--- begin Quoted passage ---
The deck 14 has a pair of generally upwardly extending walls located on either side of thereof known as gunwales or gunnels 32. Located on both sides of the watercraft 10, between the pedestal 22 and the gunnels 32 are the footrests 34 (FIG. 2). The footrests 34 are designed to accommodate the riders' feet in various riding positions. A reboarding platform 36 (FIG. 2) is provided at the rear of the deck 14 to allow the rider or a passenger to easily reboard the watercraft 10 from the water.
The deck 14 is provided with a hood 38 located forward of the seat 20. The hood 38 is pivotally connected to allow the hood 38 to move to an open position to provide access to a storage bin (not shown). Rearview mirrors 40 are positioned on either side of the deck 14 forward of the seat 20 to allow the driver to see behind the watercraft 10.
A helm assembly 42 is positioned forward of the seat 20 and rearward of the hood 38. The helm assembly 42 has a pair of steering handles 44. The right steering handle 44 is provided with a throttle operator 46, which allows the driver to control the engine 18. The left steering handle 44 is provided with a lever 48 (FIG. 2) used by the driver to decelerate the watercraft 10 as described in greater detail below.
As seen in FIG. 2, a display cluster 50 is located forwardly of the helm assembly 42. The display cluster 50 can be of any display type, including a liquid crystal display (LCD), gauges, dials or LED (light emitting diodes). The helm assembly has various buttons 52, which could alternatively be in the form of levers or switches, that allow the driver to modify the display data or mode (speed, engine rpm, time . . . ) on the display cluster 50 or to change a condition of the watercraft 10, such as trim (i.e. the pitch of the watercraft 10).
The watercraft 10 is propelled by a jet propulsion system 54. It is contemplated that the watercraft 10 could be propelled by a marine propulsion system other than the jet propulsion system 54. The jet propulsion system 54 scoops water from under the hull 12 through an inlet 56, which has an inlet grate 58 (see FIG. 7). The inlet grate 58 prevents large rocks, weeds, and other debris from entering the jet propulsion system 54, which may damage the system or negatively affect performance. Water flows from the inlet 56 through a water intake ramp 60 (FIG. 3). The top portion of the water intake ramp 60 is formed by the hull 12, and a pump support (not shown), also known as a ride shoe, forms its bottom portion. Alternatively, the intake ramp 60 may be a single piece or an insert.
--- end Quoted passage ---
--- begin Data lines ---
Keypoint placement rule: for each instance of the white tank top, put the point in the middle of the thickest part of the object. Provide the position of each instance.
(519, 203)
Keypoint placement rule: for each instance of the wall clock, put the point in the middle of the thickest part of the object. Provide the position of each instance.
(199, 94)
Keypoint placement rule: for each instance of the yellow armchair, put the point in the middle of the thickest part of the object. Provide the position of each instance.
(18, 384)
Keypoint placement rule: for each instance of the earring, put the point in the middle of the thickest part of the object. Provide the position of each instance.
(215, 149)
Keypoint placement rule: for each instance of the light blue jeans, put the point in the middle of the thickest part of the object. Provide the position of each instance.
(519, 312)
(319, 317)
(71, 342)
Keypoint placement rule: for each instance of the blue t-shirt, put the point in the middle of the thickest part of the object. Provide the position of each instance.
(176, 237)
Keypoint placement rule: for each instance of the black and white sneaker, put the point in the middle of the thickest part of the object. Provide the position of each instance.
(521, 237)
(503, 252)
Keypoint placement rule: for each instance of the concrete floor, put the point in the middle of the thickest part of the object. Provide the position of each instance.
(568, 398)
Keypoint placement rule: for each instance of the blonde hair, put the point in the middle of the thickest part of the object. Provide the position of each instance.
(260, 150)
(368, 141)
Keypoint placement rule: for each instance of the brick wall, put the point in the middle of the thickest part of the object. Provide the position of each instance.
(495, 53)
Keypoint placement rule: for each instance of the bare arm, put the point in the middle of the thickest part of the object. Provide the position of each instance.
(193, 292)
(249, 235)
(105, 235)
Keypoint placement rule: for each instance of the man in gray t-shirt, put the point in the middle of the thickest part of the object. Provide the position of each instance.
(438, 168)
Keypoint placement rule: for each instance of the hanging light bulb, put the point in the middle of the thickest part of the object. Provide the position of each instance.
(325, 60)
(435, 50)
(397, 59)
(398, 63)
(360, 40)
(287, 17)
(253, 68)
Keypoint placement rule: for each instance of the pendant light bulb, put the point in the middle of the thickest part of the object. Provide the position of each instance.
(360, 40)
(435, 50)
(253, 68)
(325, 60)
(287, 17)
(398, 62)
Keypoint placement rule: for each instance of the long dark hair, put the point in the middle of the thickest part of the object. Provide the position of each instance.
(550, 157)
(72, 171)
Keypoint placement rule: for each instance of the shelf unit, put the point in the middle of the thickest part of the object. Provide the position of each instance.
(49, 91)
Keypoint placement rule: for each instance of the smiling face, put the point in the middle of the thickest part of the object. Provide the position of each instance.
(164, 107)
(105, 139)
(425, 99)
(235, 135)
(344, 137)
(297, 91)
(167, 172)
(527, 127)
--- end Data lines ---
Directions:
1/ Write out the part of the watercraft description that opens with the words containing "The deck 14 is" and closes with "greater detail below.".
2/ According to the watercraft description, what other name is the pump support known by?
3/ Carry on the watercraft description, starting after its final sentence.
The listing was taken from a different source than the passage above it.

Written responses:
1/
The deck 14 is provided with a hood 38 located forward of the seat 20. The hood 38 is pivotally connected to allow the hood 38 to move to an open position to provide access to a storage bin (not shown). Rearview mirrors 40 are positioned on either side of the deck 14 forward of the seat 20 to allow the driver to see behind the watercraft 10.
A helm assembly 42 is positioned forward of the seat 20 and rearward of the hood 38. The helm assembly 42 has a pair of steering handles 44. The right steering handle 44 is provided with a throttle operator 46, which allows the driver to control the engine 18. The left steering handle 44 is provided with a lever 48 (FIG. 2) used by the driver to decelerate the watercraft 10 as described in greater detail below.

2/ A ride shoe.

3/
From the intake ramp 60, water enters a jet pump (not shown). The jet pump is located in a formation in the hull 12, referred to as the tunnel 62, and is mounted to the pump support. The tunnel 62 is defined at the front, sides, and top by the hull 12 and is open at the rear. The bottom of the tunnel 62 is closed by a ride plate 64. The ride plate 64 is attached to the bottom of the hull 12 and creates a surface on which the watercraft 10 rides or planes at high speeds. The jet pump includes an impeller (not shown) and a stator (not shown). The impeller is coupled to the engine 18 by an impeller shaft (not shown) and a driveshaft 66 (FIG. 3). Once the water leaves the jet pump, it goes through a venturi 68 (FIG. 3). A steering nozzle 70 (FIG. 1) is pivotally attached to the venturi 68 so as to pivot about a vertical axis. It is contemplated that the steering nozzle 70 could be replaced by a rudder or other diverting mechanism disposed at the exit of the tunnel 62 to selectively direct the thrust generated by the jet propulsion system 54 to effect turning. The steering nozzle 70 is operatively connected to the helm assembly 42 preferably via a push-pull cable (not shown) or via a steering-by-wire system. The steering nozzle 70 may be gimbaled to allow it to move about a horizontal pivot axis to permit trim which controls the pitch of the watercraft 10.
The watercraft 10 is provided with a reverse gate 72 which is movable between a stowed position (shown in FIGS. 1 and 2) where it does not interfere with the jet of water being expelled by the jet propulsion system 54 and a plurality of positions where it redirects the jet of water being expelled by the jet propulsion system 54. Actuating the lever 48 on the helm assembly 42 sends a signal to an actuator, such as an electric motor, to move the reverse gate 72 to a position where the jet of water is redirected to decelerate the watercraft 10 or to make the watercraft 10 move in a reverse direction. It is contemplated that the reverse gate 72 could be actuated differently.
Sponsons 74 (only a starboard one of which is shown in FIG. 1) are disposed on both sides of the hull 12 near the rear of the hull 12. It is contemplated that the sponsons 74 could be optional. The sponsons 77 have an undersurface that gives the watercraft 10 both lift while in motion and improved turning characteristics.
Turning now to FIGS. 2 to 10, an embodiment of the hull 12 will be described in greater detail.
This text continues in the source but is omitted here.